> **Selected text**:
Chinese Crypto Market Thrives Covertly Despite Crackdowns

Chinese Crypto

Big government regulators, including those overseeing Chinese crypto, have been struggling to get their heads wrapped around the freedoms offered by the world of cryptocurrencies.

Major world power bureaucrats, including US and EU regulators along with their Chinese counterparts, have been grappling with the same issue. They are all trying to control the uncontrollable rapid rise in blockchain and cryptocurrency adoption. 

On the other hand, legislators from smaller countries and larger emerging economies have been far more accepting of this new technology’s benefits for their financial markets. Countries such as the United Arab Emirates, El Salvador, Slovenia, Singapore, and many others have been rushing towards embracing this new technology.

As far as the largest nations are concerned, China, in particular, has the economic power to rapidly accelerate the adoption of cryptocurrencies on a global scale. The question is are they going to allow this technology to blossom or will Beijing continue to try to stifle this dynamic financial innovation?

The History of Chinese Crypto is one of Resilience and Innovation 

In 2012, with the global fascination in cryptocurrencies just beginning to rise, China’s crypto market emerged as a front-runner. Bitcoin became a popular trading asset, with the nation’s investors driving substantial market demand. 

The period between 2012 and 2021 saw significant fluctuations in the crypto market, with China often at the epicenter. The trading volume of Bitcoin in China rapidly grew, leading the country to be recognized as a major player on the world stage, alongside the U.S.

However, from Beijing’s perspective, cryptocurrencies empowered non-state actors. This increased the potential for systemic financial turbulence and disorder. This concern stemmed from Chinese crypto’s potential to hide capital outflows and facilitate money laundering.

When the Chinese government intensified its crackdown on cryptocurrencies, including banning crypto exchanges and Initial Coin Offerings (ICOs) in 2017, many feared it would spell the end for the burgeoning market. However, the reality was far from it. Instead of collapsing, the Chinese crypto community adapted, seeking alternative methods to engage with digital assets.

Data records:

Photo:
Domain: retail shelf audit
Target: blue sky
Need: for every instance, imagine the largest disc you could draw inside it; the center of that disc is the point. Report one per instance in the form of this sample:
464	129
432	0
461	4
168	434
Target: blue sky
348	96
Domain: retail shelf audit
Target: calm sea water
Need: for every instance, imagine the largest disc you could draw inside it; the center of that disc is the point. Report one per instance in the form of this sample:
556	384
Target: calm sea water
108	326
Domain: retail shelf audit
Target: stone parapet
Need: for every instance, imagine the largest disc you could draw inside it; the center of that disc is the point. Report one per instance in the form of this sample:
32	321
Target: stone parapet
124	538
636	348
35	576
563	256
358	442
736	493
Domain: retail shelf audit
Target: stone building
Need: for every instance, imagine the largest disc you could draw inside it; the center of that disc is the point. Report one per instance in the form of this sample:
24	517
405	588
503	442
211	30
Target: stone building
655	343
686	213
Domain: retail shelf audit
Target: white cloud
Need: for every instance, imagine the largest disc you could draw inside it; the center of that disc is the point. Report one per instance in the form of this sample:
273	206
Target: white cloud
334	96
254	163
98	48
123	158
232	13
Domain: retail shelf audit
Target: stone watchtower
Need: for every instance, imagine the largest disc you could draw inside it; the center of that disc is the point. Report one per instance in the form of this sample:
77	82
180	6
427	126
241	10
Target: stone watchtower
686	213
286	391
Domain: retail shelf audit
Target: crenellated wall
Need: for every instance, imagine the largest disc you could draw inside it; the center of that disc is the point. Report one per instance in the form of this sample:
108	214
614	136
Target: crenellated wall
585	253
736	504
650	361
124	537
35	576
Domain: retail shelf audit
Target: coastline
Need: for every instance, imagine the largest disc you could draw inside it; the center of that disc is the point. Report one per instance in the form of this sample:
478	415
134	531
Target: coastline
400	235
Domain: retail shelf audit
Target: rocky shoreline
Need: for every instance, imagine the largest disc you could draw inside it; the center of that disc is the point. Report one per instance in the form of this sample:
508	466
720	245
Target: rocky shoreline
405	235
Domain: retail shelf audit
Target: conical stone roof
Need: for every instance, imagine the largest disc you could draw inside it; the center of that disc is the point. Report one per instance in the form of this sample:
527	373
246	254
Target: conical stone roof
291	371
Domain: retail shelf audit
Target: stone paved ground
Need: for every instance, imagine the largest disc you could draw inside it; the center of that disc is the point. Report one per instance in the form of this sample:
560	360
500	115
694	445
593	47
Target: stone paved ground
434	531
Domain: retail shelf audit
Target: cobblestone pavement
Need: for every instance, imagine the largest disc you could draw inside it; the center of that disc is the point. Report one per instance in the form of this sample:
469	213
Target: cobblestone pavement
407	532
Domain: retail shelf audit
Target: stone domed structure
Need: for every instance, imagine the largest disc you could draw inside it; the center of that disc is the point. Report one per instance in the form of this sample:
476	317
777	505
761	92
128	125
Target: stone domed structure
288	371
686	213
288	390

> **Aim of the task**: Restate the part of the Chinese crypto text that opens with the words containing "Major world power" and closes with "dynamic financial innovation?", substituting "lawmakers" for "legislators". The records aren't needed for anything here.

> **Written answer**:
Major world power bureaucrats, including US and EU regulators along with their Chinese counterparts, have been grappling with the same issue. They are all trying to control the uncontrollable rapid rise in blockchain and cryptocurrency adoption. 

On the other hand, lawmakers from smaller countries and larger emerging economies have been far more accepting of this new technology’s benefits for their financial markets. Countries such as the United Arab Emirates, El Salvador, Slovenia, Singapore, and many others have been rushing towards embracing this new technology.

As far as the largest nations are concerned, China, in particular, has the economic power to rapidly accelerate the adoption of cryptocurrencies on a global scale. The question is are they going to allow this technology to blossom or will Beijing continue to try to stifle this dynamic financial innovation?